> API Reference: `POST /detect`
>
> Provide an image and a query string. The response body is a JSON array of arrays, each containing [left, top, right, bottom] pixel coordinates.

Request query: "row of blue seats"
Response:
.....
WHAT YOU NEED TO DO
Please reproduce every row above word for word, changing nothing.

RESULT
> API Reference: `POST /detect`
>
> Provide an image and a query string. The response body is a JSON array of arrays, each containing [left, top, right, bottom] pixel coordinates.

Request query: "row of blue seats"
Response:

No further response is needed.